Le vendredi 10 mars, la Silicon Valley Bank a fermé définitivement ses portes. Nous assistons à une faillite bancaire d’une institution régionale de taille moyenne qui s’est spécialisée dans le financement des entreprises de la tech en Californie.
Mais que s’est-il passé exactement ? Qui est responsable de cette situation que Joe Biden dit rechercher activement ? Faut-il craindre une contagion au système bancaire qui pourrait provoquer une crise cardiaque du système ? Ou s’agit-il d’un événement isolé lié à une gestion particulièrement mauvaise de cette banque ?
Pour comprendre les causes de cette faillite, il faut savoir que la Silicon Valley Bank a connu un grand succès depuis sa création en 1983, notamment en finançant des startups de renom telles que Apple, Cisco, Yahoo, SpaceX ou encore Twitter. Cependant, deux causes principales expliquent la chute de cette institution bancaire.
La première cause est fondamentale et pourrait menacer l’ensemble du système bancaire : il s’agit de la remontée des taux d’intérêt de la Banque centrale américaine, la Fed.
Les occidentaux vivent au-dessus de leurs moyens
Depuis la fin des années 70, les USA et l’Europe ont vécu au-dessus de leurs moyens. Les Occidentaux consomment plus qu’ils ne produisent, ce qui creuse les déficits.
À l’échelle mondiale, cela signifie que des pays comme la Chine produisent plus qu’ils ne consomment pour alimenter les Américains qui consomment plus qu’ils ne produisent. Cet équilibre est fragile et se traduit par une augmentation de la dette de l’Occident, surtout des États-Unis vis-à-vis de la Chine.
Cette dette a causé de nombreux problèmes à l’économie américaine, qui a dû transférer ses dettes du privé vers le bilan des banques centrales. C’est la période de planche à billets que nous avons connue depuis presque 15 ans maintenant.
Travailler plus pour gagner moins : la faillite rationnelle, l’exemple du Japon
Il n’existe que deux issues possibles à cette situation : la première, la plus raisonnable, mais la plus difficile à court terme, c’est de travailler plus, pour gagner moins, pendant plusieurs années, et peut-être même des décennies pour remettre à l’équilibre les recettes et les dépenses des pays occidentaux.
On appellera la premiére situation le scénario de la « faillite rationnelle », car cela revient à expliquer aux créanciers qu’ils devront également renoncer à une partie de leur argent, mais on règle tout cela dans l’ordre et avec une stratégie à long terme.
Le pays qui se rapproche le plus de cette situation, c’est le Japon, qui est dans sa deuxième décennie de déflation. Comme ce n’est pas très intéressant en termes de programme politique, une deuxième solution existe.

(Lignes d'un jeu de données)

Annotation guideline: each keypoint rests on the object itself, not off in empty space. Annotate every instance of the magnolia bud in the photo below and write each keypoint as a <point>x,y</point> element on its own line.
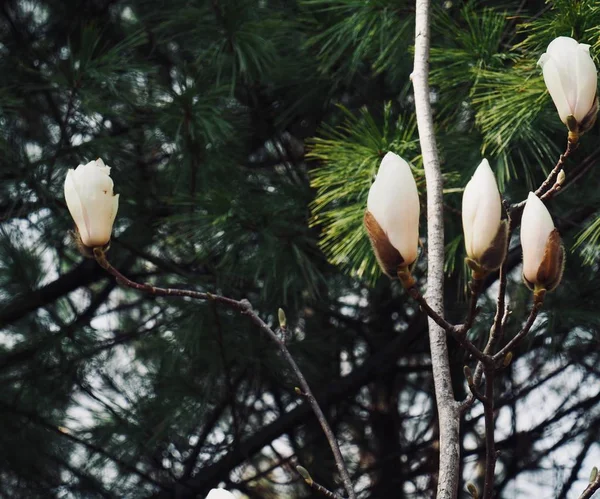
<point>220,494</point>
<point>570,76</point>
<point>90,199</point>
<point>543,252</point>
<point>485,233</point>
<point>392,217</point>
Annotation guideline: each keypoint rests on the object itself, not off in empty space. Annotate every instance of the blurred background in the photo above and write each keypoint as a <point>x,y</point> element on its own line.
<point>243,136</point>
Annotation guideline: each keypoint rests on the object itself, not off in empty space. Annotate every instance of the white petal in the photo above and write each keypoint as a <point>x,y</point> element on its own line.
<point>74,203</point>
<point>481,211</point>
<point>587,81</point>
<point>220,494</point>
<point>536,226</point>
<point>394,202</point>
<point>554,83</point>
<point>570,75</point>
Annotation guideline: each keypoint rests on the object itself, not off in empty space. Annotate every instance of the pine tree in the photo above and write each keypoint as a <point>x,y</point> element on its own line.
<point>243,137</point>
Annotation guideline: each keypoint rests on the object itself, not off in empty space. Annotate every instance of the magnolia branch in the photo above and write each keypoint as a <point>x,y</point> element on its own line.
<point>593,486</point>
<point>245,308</point>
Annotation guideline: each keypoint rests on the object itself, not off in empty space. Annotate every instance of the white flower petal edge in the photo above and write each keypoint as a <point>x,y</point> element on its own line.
<point>220,494</point>
<point>91,202</point>
<point>481,211</point>
<point>394,203</point>
<point>571,77</point>
<point>536,226</point>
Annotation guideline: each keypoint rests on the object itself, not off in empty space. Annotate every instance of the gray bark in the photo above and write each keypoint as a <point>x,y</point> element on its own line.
<point>448,411</point>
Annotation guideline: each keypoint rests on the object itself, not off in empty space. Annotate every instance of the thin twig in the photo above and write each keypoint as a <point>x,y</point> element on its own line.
<point>549,186</point>
<point>457,332</point>
<point>514,342</point>
<point>244,307</point>
<point>314,485</point>
<point>490,443</point>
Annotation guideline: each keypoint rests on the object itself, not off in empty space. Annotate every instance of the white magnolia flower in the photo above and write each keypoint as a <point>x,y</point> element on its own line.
<point>91,201</point>
<point>571,78</point>
<point>543,254</point>
<point>393,203</point>
<point>481,211</point>
<point>220,494</point>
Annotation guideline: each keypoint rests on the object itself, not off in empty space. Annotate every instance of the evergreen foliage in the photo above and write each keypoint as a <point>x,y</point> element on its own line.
<point>243,136</point>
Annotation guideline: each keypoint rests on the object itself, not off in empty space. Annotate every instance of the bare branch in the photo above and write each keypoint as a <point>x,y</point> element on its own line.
<point>447,407</point>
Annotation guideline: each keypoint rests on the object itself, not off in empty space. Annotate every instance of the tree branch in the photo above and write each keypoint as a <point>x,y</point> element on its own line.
<point>244,307</point>
<point>449,453</point>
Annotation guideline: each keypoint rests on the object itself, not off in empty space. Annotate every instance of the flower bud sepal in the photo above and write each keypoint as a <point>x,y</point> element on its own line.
<point>576,128</point>
<point>388,257</point>
<point>492,258</point>
<point>86,251</point>
<point>551,269</point>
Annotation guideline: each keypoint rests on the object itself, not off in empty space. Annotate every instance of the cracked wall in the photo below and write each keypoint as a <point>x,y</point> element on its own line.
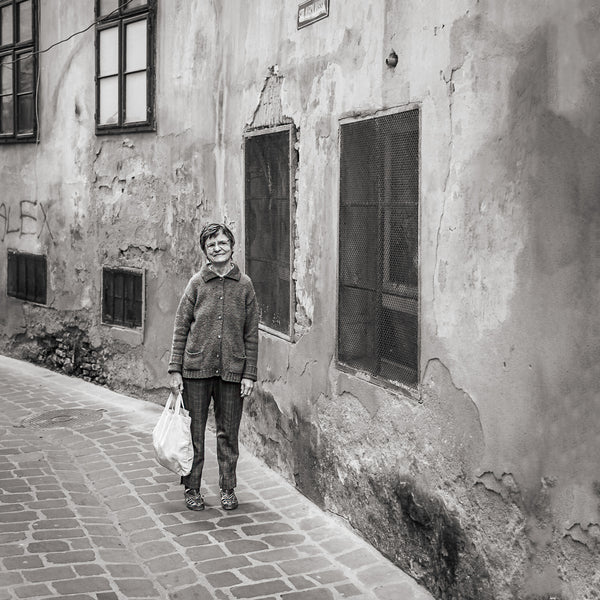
<point>484,484</point>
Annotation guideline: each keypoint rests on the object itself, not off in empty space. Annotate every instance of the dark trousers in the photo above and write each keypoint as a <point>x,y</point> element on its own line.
<point>228,404</point>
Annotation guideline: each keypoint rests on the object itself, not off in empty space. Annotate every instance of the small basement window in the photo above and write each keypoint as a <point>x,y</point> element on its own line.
<point>26,276</point>
<point>122,297</point>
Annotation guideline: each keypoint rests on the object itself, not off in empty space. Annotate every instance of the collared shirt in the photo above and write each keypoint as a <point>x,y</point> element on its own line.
<point>216,327</point>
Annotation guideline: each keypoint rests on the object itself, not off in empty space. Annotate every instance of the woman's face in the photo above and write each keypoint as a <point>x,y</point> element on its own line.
<point>218,249</point>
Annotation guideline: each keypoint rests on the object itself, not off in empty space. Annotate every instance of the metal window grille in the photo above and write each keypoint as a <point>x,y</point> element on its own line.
<point>26,277</point>
<point>267,209</point>
<point>122,297</point>
<point>378,254</point>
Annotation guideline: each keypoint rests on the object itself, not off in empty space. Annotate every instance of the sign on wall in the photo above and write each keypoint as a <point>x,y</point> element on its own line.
<point>312,11</point>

— Consignes —
**a.** Reproduisez fidèlement le passage de l'extrait qui commence par « Pour comprendre les » et se termine par « cette institution bancaire. ».
**b.** Répondez brièvement d'après l'extrait :
(i) Quel jour la Silicon Valley Bank a-t-elle fermé définitivement ses portes ?
(ii) En quelle année cette banque a-t-elle été créée ?
(iii) Quel pays est dans sa deuxième décennie de déflation ?
Les enregistrements n'ont aucun lien avec l'extrait.

— Réponses proposées —
**a.**
Pour comprendre les causes de cette faillite, il faut savoir que la Silicon Valley Bank a connu un grand succès depuis sa création en 1983, notamment en finançant des startups de renom telles que Apple, Cisco, Yahoo, SpaceX ou encore Twitter. Cependant, deux causes principales expliquent la chute de cette institution bancaire.

**b.**
(i) Le vendredi 10 mars.
(ii) En 1983.
(iii) Le Japon.